Source data
━━━━━━━━━━━━━━━━━━━━━━━━━━━━━━

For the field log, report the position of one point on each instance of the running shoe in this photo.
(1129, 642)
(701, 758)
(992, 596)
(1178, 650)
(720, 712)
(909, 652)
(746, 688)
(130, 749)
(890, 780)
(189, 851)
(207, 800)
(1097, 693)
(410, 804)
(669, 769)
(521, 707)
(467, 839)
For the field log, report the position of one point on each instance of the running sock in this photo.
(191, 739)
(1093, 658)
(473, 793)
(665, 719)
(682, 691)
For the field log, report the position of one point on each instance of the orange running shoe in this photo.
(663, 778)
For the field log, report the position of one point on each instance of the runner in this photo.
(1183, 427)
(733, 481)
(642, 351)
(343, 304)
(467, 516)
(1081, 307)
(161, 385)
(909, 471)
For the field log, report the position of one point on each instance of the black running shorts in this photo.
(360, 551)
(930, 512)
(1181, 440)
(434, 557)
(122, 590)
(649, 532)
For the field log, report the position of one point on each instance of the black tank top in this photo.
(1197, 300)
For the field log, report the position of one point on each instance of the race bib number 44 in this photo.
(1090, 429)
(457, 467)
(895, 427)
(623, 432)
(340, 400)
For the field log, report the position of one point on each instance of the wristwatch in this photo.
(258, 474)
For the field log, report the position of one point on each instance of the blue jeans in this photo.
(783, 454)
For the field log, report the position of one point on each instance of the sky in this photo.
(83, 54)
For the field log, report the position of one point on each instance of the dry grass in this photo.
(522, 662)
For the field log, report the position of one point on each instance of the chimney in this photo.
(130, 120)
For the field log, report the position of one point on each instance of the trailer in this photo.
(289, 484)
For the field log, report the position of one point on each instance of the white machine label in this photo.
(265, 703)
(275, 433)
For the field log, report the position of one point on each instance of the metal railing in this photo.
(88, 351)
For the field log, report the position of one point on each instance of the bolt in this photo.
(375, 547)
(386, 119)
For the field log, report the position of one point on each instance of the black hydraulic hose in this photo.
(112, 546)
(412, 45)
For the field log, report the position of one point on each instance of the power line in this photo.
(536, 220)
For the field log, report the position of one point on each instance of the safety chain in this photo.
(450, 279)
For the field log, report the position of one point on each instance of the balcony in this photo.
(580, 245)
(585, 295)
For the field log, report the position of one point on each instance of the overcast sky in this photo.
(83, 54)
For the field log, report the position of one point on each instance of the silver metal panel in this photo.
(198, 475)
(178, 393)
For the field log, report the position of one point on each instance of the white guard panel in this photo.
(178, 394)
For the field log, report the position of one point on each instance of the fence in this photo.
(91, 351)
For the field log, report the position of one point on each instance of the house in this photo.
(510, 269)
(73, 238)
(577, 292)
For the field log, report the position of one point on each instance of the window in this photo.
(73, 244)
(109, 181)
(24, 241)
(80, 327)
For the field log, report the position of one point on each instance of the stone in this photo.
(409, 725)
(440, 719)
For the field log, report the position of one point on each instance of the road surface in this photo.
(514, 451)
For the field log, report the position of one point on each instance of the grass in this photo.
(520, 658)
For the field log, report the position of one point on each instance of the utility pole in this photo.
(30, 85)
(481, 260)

━━━━━━━━━━━━━━━━━━━━━━━━━━━━━━

Exercise instructions — Copy out all the rows above, putting "site record" in place of every "field log". Change nothing else.

Finished exercise —
For the site record, report the position of one point on each instance of the running shoe in this photo.
(1129, 642)
(701, 758)
(992, 596)
(1178, 650)
(720, 712)
(909, 652)
(746, 688)
(130, 749)
(890, 780)
(189, 851)
(207, 800)
(1097, 693)
(410, 804)
(669, 769)
(521, 707)
(467, 839)
For the site record, report the position of one point on each instance of the running sock in this photo.
(191, 739)
(1093, 658)
(473, 793)
(665, 719)
(682, 691)
For the site record, report the position of one point on each instance of the orange running shoe in this photo.
(663, 778)
For the site record, report the position of one point on each instance of the runner in this photo.
(1183, 427)
(733, 481)
(642, 351)
(343, 304)
(467, 516)
(1081, 307)
(161, 385)
(909, 471)
For the site record, report the position of one point on each instance of the black running shorts in this photo.
(360, 551)
(930, 512)
(1181, 440)
(434, 557)
(122, 590)
(649, 532)
For the site record, report the position of one point on each instance of the black tank top in this photo.
(1197, 300)
For the site record, report the position of one point on each instance of the race bib number 44 in this photo.
(1090, 429)
(457, 467)
(895, 427)
(623, 432)
(340, 400)
For the site record, report the position of one point on each instance of the wristwatch in this photo.
(258, 474)
For the site record, report the position of one point on each instance of the blue jeans in this photo.
(783, 454)
For the site record, report the position of one point on each instance of the sky in this photo.
(83, 54)
For the site record, report the position of one point on each instance of the dry grass in this photo.
(522, 662)
For the site record, report the position of one point on each instance of the chimney in this photo.
(130, 120)
For the site record, report the position of one point on each instance of the trailer in this photo.
(289, 484)
For the site record, report the position of one point on each instance of the white machine label in this photo.
(265, 703)
(275, 433)
For the site record, report the position of one point on each instance of the metal railing in this photo.
(88, 351)
For the site record, report the position of one point on each instance of the bolt in this photo.
(375, 547)
(386, 119)
For the site record, report the position of one point on each instance of the black hydraulic hose in this photo.
(112, 546)
(412, 45)
For the site record, report the position of one point on each instance of the power line in this photo.
(536, 220)
For the site record, report the position of one point on each instance of the safety chain in this photo.
(450, 279)
For the site record, report the position of one point on each instance of the balcony in this photo.
(580, 245)
(585, 295)
For the site record, report the position of one point on each instance of the overcast sky in this photo.
(83, 54)
For the site record, report the position of one point on each instance of the silver metal panel in this photo.
(198, 475)
(178, 393)
For the site record, report the position of one point on each instance of the white guard panel in this photo.
(178, 394)
For the site record, report the position of one point on each instance of the fence in this photo.
(91, 351)
For the site record, report the position of one point on each instance of the house in this photo.
(510, 269)
(73, 238)
(577, 292)
For the site record, report the position of one point on each instance of the window in this photo.
(73, 244)
(109, 181)
(24, 241)
(80, 327)
For the site record, report the position of one point on each instance of the stone in this photo.
(409, 725)
(440, 719)
For the site record, report the position of one point on each instance of the road surface in this photo.
(514, 451)
For the site record, report the position of one point on each instance of the grass in this photo.
(520, 658)
For the site record, report the position of one point on each instance of the utility pole in this photo.
(30, 85)
(481, 260)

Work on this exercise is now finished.